##### ARTICLE

Re: [PATCH] proc: revert /proc/*/cmdline rewrite

From: Eric W. Biederman
Date: Sun Jul 14 2019 - 00:16:53 EST


Alexey Dobriyan <adobriyan@xxxxxxxxx> writes:

> /proc/*/cmdline continues to cause problems:
>
> https://lkml.org/lkml/2019/4/5/825
> Subject get_mm_cmdline and userspace (Perl) changing argv0
>
> https://marc.info/?l=linux-kernel&m=156294831308786&w=4
> [PATCH] proc: Fix uninitialized byte read in get_mm_cmdline()
>
> This patch reverts implementation to the last known good state.
> Revert
>
> commit f5b65348fd77839b50e79bc0a5e536832ea52d8d
> proc: fix missing final NUL in get_mm_cmdline() rewrite
>
> commit 5ab8271899658042fabc5ae7e6a99066a210bc0e
> fs/proc: simplify and clarify get_mm_cmdline() function
>
> Signed-off-by: Alexey Dobriyan <adobriyan@xxxxxxxxx>

Given that this fixes a regression and a bug.

Acked-by: "Eric W. Biederman" <ebiederm@xxxxxxxxxxxx>

> ---
>
> Cc lists
>
> fs/proc/base.c | 198 +++++++++++++++++++++++++++++++++------------------------
> 1 file changed, 118 insertions(+), 80 deletions(-)
>
> --- a/fs/proc/base.c
> +++ b/fs/proc/base.c
> @@ -210,16 +210,24 @@ static int proc_root_link(struct dentry *dentry, struct path *path)
> }
>
> static ssize_t get_mm_cmdline(struct mm_struct *mm, char __user *buf,
> - size_t count, loff_t *ppos)
> + size_t _count, loff_t *pos)
> {
> + unsigned long count = _count;
> unsigned long arg_start, arg_end, env_start, env_end;
> - unsigned long pos, len;
> + unsigned long len1, len2, len;
> + unsigned long p;
> char *page;
> + ssize_t rv;
> + char c;
>
> /* Check if process spawned far enough to have cmdline. */
> if (!mm->env_end)
> return 0;
>
> + page = (char *)__get_free_page(GFP_KERNEL);
> + if (!page)

##########
##### DATA ROWS

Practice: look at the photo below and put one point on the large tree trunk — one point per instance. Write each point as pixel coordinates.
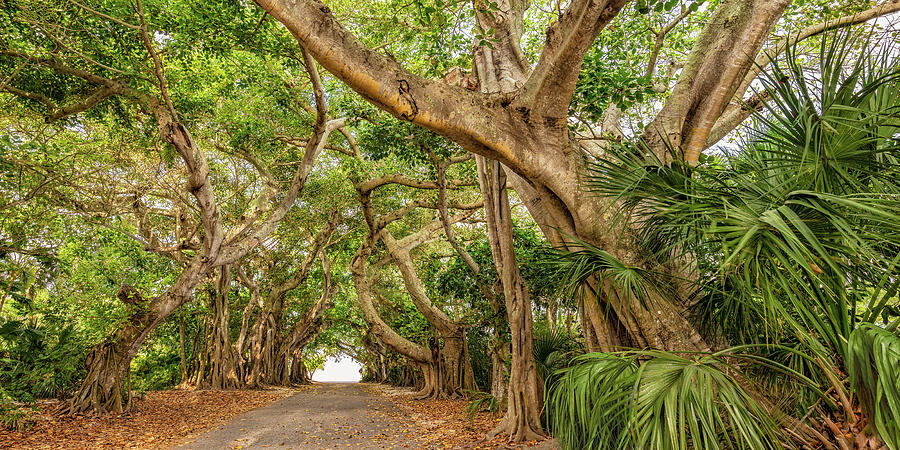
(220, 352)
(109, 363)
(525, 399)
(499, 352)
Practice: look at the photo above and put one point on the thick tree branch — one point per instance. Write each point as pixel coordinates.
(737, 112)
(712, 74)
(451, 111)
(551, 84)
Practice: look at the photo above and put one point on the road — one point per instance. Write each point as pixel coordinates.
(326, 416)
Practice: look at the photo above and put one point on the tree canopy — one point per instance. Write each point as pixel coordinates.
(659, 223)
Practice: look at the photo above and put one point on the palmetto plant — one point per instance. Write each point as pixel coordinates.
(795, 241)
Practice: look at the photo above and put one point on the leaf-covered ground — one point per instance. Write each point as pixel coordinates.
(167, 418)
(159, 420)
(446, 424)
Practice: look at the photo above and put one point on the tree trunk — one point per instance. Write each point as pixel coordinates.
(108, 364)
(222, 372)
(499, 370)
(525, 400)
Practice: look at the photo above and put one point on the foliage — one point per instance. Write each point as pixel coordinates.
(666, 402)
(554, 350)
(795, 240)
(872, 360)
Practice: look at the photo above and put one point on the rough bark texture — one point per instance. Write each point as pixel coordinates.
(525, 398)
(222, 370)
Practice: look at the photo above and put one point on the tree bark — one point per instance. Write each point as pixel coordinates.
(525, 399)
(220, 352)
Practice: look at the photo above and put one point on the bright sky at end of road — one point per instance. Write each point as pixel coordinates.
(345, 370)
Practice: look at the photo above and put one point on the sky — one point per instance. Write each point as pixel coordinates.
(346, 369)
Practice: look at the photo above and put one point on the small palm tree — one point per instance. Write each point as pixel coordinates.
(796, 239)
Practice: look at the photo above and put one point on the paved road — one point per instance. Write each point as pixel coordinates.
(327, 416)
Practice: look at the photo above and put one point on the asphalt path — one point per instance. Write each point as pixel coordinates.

##########
##### DATA ROWS

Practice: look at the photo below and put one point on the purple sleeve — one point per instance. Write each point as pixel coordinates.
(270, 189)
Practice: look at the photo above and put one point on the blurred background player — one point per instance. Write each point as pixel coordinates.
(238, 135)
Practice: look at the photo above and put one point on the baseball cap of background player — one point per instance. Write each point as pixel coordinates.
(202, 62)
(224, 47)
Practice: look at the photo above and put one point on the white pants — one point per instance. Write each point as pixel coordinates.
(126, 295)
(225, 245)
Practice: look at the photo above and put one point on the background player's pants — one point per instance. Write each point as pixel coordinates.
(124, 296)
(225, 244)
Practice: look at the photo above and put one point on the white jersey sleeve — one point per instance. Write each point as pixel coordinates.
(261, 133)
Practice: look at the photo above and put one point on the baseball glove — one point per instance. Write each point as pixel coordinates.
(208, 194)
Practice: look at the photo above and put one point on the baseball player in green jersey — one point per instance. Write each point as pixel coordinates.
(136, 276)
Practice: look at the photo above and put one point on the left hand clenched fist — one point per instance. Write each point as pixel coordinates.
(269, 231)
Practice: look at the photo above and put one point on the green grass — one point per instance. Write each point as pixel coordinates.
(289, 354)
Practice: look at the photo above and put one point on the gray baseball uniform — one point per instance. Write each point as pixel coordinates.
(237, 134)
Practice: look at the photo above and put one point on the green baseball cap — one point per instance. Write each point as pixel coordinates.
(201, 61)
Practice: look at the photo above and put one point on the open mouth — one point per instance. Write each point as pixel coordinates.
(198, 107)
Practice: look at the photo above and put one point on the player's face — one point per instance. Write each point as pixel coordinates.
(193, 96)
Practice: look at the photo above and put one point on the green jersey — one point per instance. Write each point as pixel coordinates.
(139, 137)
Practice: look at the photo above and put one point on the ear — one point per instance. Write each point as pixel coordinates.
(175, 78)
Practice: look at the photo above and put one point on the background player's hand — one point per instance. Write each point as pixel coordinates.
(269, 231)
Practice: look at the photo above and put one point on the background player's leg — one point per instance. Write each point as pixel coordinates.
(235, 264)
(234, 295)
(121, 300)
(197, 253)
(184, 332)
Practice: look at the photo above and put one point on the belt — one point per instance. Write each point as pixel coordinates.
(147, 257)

##########
##### DATA ROWS

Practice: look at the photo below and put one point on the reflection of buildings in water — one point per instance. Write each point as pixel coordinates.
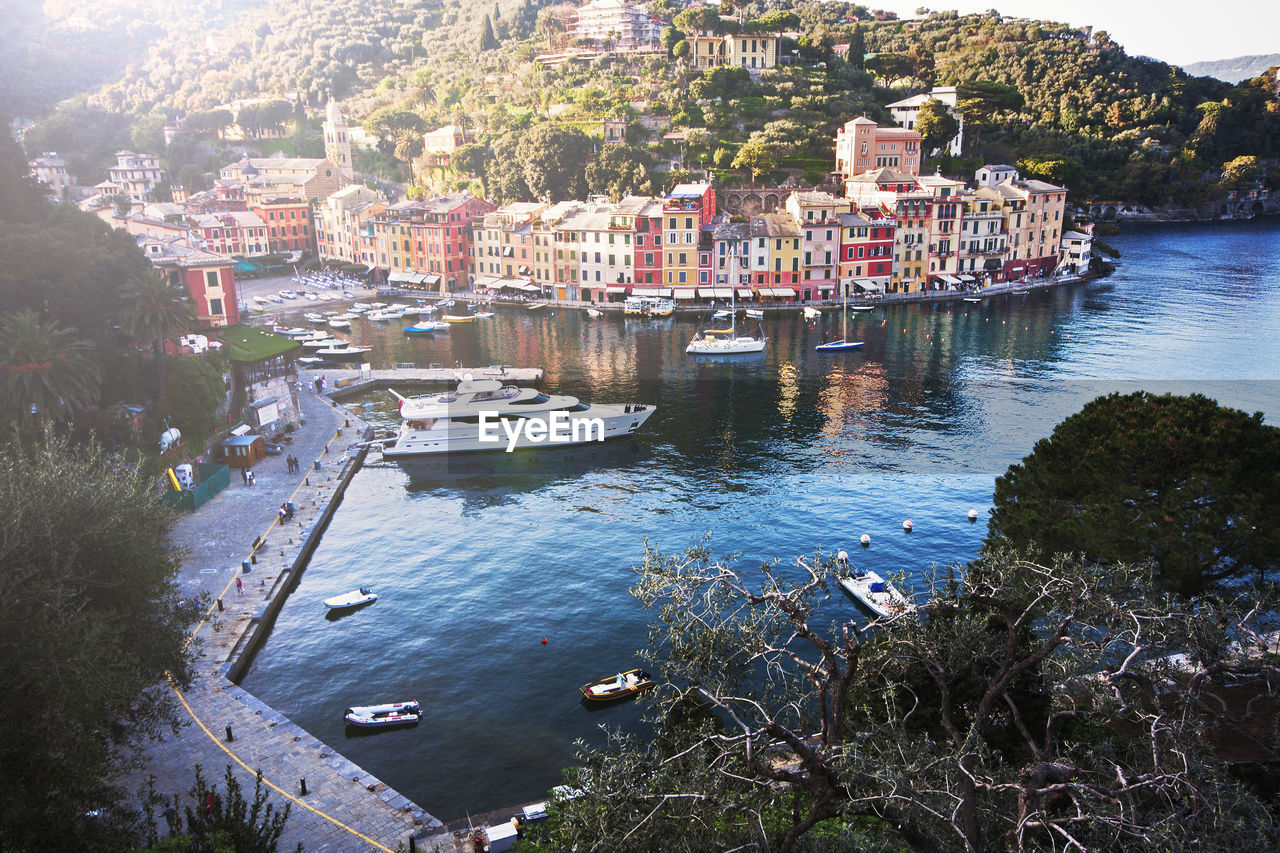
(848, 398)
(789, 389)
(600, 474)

##########

PROBLEM DESCRIPTION =>
Answer from the proc cmdline revert post:
(a) Which file does the patch modify?
(b) How many insertions and deletions does the diffstat report?
(c) What reason does Eric W. Biederman give for acking the patch?
None of the records is needed here.

THE SOLUTION =>
(a) fs/proc/base.c
(b) 118 insertions and 80 deletions
(c) It fixes a regression and a bug.